_Text segment:_
Tuesday, July 24, 2012

THE PRAIRIE EDITOR: One For The Books

As a relatively unknown first-term U.S. senator, Barack Obama entered the
2008 Democratic presidential nomination contest as a clear underdog
challenger to frontrunner U.S. Senator Hillary Clinton, the former first lady
during her husband's eight-year administration.

Mrs. Clinton had the nomination all-but-locked-up going into the Iowa
caucus, and even though she lost there to Mr. Obama, the nomination was
still likely to be hers if she competed seriously in all the primaries and
caucuses. Overconfident, however, the Clinton campaign only contested the
primaries, ignoring the smaller caucus states, giving the Obama campaign
the opportunity to accumulate a sizable number of delegates before the later
primaries in larger states. To their credit, the Obama campaign skillfully did
just that, and grabbed the momentum that led them at the very end of the
nomination contest to a narrow victory. The Obama campaign, taking cue
from Howard Dean's innovative use of the internet for fundraising in 2004,
launched a grass-roots fundraising effort which culminated in their raising a
record amount for a presidential race. They raised so much money that they
declined the federal subsidy available to major party nominees, and at the
end, dwarfed the campaign spending of their opponent Republican U.S.

_Dataset:_
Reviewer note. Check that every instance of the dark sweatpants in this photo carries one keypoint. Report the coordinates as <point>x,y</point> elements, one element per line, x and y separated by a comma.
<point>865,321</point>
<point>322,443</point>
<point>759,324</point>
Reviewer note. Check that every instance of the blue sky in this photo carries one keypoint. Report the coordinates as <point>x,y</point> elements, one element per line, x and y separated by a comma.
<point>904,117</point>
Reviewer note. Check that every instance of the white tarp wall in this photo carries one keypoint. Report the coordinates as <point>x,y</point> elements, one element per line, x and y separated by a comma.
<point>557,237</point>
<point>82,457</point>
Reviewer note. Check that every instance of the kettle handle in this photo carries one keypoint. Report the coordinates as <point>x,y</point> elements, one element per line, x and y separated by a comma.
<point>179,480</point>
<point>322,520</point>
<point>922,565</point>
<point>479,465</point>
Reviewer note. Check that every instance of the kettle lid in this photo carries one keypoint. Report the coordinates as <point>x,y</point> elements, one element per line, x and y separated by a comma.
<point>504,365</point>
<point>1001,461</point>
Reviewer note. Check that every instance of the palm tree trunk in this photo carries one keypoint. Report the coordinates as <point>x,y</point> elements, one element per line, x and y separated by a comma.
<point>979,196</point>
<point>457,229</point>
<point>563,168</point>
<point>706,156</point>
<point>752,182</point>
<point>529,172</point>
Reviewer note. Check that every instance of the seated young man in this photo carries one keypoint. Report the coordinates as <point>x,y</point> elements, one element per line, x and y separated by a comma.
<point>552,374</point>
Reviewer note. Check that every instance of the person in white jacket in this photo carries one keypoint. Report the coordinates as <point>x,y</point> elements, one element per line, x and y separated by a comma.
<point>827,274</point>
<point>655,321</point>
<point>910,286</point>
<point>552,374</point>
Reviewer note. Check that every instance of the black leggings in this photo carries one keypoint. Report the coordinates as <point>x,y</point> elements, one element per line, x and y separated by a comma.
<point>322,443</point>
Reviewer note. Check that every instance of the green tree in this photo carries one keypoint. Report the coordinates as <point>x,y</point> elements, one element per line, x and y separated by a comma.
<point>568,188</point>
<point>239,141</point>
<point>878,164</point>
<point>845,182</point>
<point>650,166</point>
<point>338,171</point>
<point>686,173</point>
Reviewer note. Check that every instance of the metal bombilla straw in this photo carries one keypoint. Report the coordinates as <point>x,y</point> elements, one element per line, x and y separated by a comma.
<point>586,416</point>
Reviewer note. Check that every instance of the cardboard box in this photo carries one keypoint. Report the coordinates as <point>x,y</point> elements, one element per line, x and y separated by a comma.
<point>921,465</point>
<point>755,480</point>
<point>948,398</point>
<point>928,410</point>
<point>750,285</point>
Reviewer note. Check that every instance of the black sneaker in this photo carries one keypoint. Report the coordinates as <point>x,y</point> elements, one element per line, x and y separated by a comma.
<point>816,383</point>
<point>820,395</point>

_Task set:_
(1) From the entries, copy out unchanged the lines starting at the one that contains "Reviewer note. Check that every instance of the cardboard" and ending at the one that contains "<point>928,410</point>", both included.
(2) Write what comes next in the commentary on Obama's 2008 nomination campaign, continuing from where it stops.

_Answers to the tasks:_
(1)
Reviewer note. Check that every instance of the cardboard box in this photo carries one keypoint. Report the coordinates as <point>x,y</point> elements, one element per line, x and y separated by a comma.
<point>921,465</point>
<point>755,480</point>
<point>948,398</point>
<point>928,410</point>

(2)
Senator John McCain who accepted federal funding.

Let us remember the political environment in September and October, 2008.
The incumbent Republican President George W. Bush, after two terms filled
with war and controversy, was very unpopular. The whole nation was
war-weary, and although Mr Bush had lowered taxes at the beginning of his
first term, he had also presided over a large increase in federal spending,
some if it of course for the war. Mr. McCain was a genuine war hero, but not
a particularly strong presidential candidate. Concerned with voter sentiment
about his age, and the unpopularity of the incumbent GOP president, he chose
the unknown Alaska Governor Sarah Palin as his running mate. Most of the
establishment print and broadcast media had become increasingly hostile to
the Republicans during the administration of George W. Bush, and by 2008,
were showing unambiguous bias against the GOP ticket, with particular
savagery to Mrs. Palin. Mr. Obama, who had his first national exposure as
keynoter to the 2004 Democratic convention, and had only a few terms as
a state legislator and partial term as U.S. senator in his resume, was not vetted
by the media which ignored the fact that most of the records of Mr. Obama's
political past had "disappeared."

In spite of all this, and particularly in spite of Mr. McCain's reluctance to make
his campaign a strong rebuttal of Mr. Obama's lack of experience, the GOP
ticket was ahead in the polls a few days before the historic crisis in the mortgage
banking sector appeared. This crisis was, of course, the last straw for many
independent and undecided voters, and Mr. Obama sailed to a decisive victory
in November. As happens with all presidential winners, the president-elect and
his campaign were hailed as "brilliant" strategists.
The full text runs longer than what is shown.